Excerto selecionado
Mais de 40 voluntários da região de Leiria integraram uma caravana humanitária que partiu na passada sexta-feira, dia 11, de São Jorge, Porto de Mós, rumo à Polónia e a Roménia. Entregar mais de 100 mil euros em material médico na Cáritas Internacional, na Polónia, e recolher refugiados é o objetivo desta missão.
A esta comitiva composta por 23 veículos, juntou-se um autocarro do Fundão, e uma carrinha em Vilar Formoso. São, no total, mais de 70 voluntários, de norte a sul do país, a maioria da região de Leiria. Dois deles são Rita Cerejo e o marido Nuno Rebocho, de Porto de Mós.
A chegada à Polónia decorreu no domingo passado e o cenário encontrado na segunda-feira, dia 14, em Katovice, era quase de ficção. “Os centros onde as pessoas estão, as estações de comboio, só fazem lembrar aquelas coisas que vemos em filmes e que, felizmente, nunca tivemos à nossa porta”, conta Rita ao REGIÃO DE LEIRIA.
A advogada e deputada municipal em Porto de Mós é uma das voluntárias que seguiu para a Polónia, sendo que outra parte da caravana, com seis carrinhas, teve como destino a cidade de Siret, na Roménia e está já de regresso a Portugal, com 32 refugiados.

Itens listados num conjunto de dados:
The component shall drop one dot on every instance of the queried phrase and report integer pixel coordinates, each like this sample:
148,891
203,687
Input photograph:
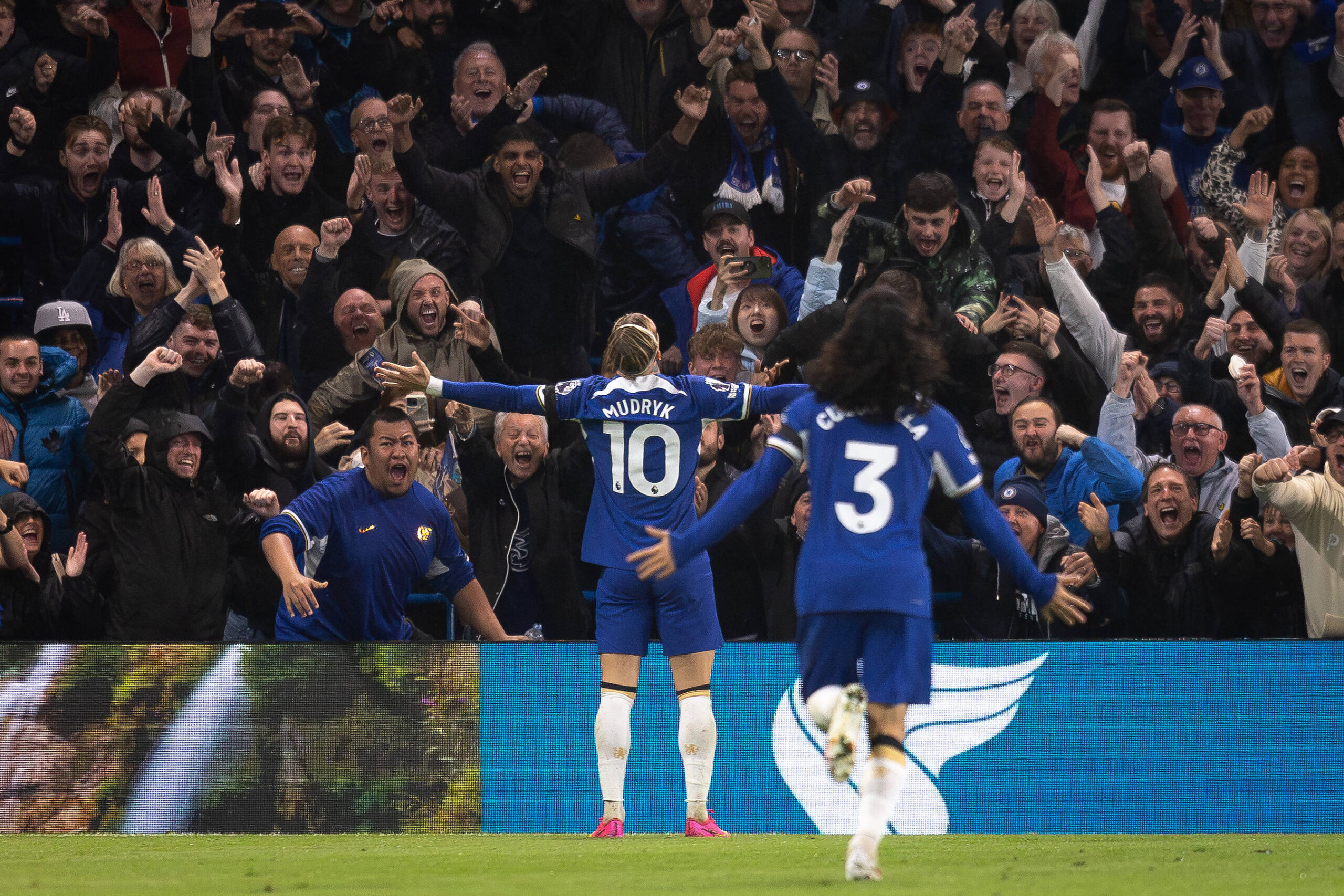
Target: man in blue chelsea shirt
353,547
--
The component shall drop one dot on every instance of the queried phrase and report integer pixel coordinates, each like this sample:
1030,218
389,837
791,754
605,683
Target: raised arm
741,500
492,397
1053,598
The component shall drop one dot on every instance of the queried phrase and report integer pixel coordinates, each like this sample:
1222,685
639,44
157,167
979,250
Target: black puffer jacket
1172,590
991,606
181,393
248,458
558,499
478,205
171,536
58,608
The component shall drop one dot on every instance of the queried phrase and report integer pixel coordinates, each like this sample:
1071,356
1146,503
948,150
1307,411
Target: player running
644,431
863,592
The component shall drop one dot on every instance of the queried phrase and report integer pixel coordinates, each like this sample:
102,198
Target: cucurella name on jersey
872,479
---
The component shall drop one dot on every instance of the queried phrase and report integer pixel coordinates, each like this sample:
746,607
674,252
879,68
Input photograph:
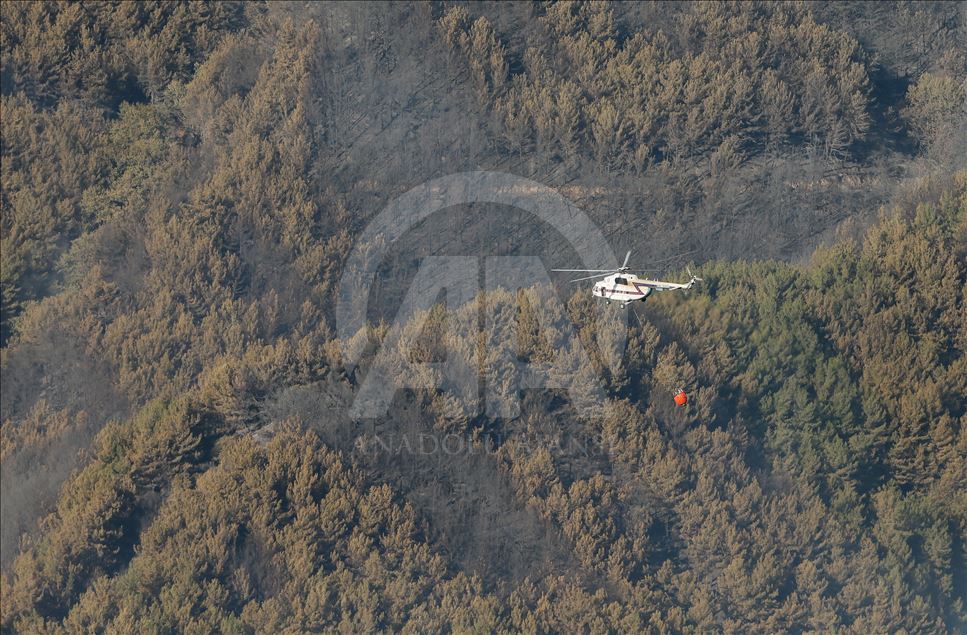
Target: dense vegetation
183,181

O que se pede
Dê continuidade à notícia sobre a caravana humanitária que partiu de Porto de Mós, a começar logo depois da última frase.

Resposta a seguir
Entretanto, o autocarro disponibilizado pela Câmara Municipal do Fundão, chega esta quarta-feira àquele concelho, com 45 cidadãos ucranianos. Outros 48 refugiados embarcaram ontem, terça-feira, num autocarro cedido pela Comunidade Intermunicipal da Região de Leiria (CIMRL), que se juntou mais tarde e deverá chegar a Leiria este sábado, 19.
Na Polónia, estão ainda cerca de 30 voluntários, Rita e o marido incluídos, para fazer o transporte de mais pessoas, a maioria não prevista.
De acordo com Rita Cerejo, foi necessário alugar dois autocarros na Polónia para conseguir ajudar um grupo de 88 pessoas escondidas num bunker, na Ucrânia. Os voluntários já não contavam com a vinda destes refugiados, porque, apesar de estarem inicialmente sinalizados, “não estavam a conseguir sair do bunker”.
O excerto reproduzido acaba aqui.